- **PROBLEM DETAILS**
Return the data that follows exactly. Include every line.

- **DATA SUPPLIED**
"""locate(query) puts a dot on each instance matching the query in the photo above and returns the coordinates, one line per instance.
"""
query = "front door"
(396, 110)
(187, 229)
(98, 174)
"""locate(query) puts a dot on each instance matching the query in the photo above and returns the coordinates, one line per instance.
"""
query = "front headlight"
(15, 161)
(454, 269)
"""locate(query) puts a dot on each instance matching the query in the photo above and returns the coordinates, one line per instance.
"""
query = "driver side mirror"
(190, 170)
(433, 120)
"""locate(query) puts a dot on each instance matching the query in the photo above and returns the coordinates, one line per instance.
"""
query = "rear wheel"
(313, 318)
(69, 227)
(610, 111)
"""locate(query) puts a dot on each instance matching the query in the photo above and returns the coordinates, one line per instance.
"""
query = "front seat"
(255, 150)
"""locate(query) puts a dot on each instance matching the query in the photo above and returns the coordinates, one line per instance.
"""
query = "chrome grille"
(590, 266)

- **RESULT OF THIS TASK**
"""locate(query) puts a dot on each instance matching the query in the photo above and returns the coordinates, one line per instance.
"""
query = "front door"
(396, 110)
(187, 229)
(98, 174)
"""locate(query) puts a dot on each instance matching the query in the photo above and returns the coordinates, one line per instance.
"""
query = "front headlight"
(15, 161)
(454, 269)
"""locate(query) puts a dot on each instance matching the query in the photo above and returns the coordinates, one line per instance.
"""
query = "driver side mirror"
(190, 170)
(433, 120)
"""locate(query) puts a dot on each instance matching the query in the photo above and returns the coordinates, one line per instance.
"""
query = "rear wheel"
(313, 318)
(69, 227)
(610, 111)
"""locate(query) puts a dot on each instance matching the query in the photo above and returns the coordinates, one line per instance.
"""
query = "front seat"
(255, 150)
"""locate(query) puts a dot on each instance matching the query in the photo above and returns the coordinates, one line per instance.
"""
query = "chrome grille"
(590, 266)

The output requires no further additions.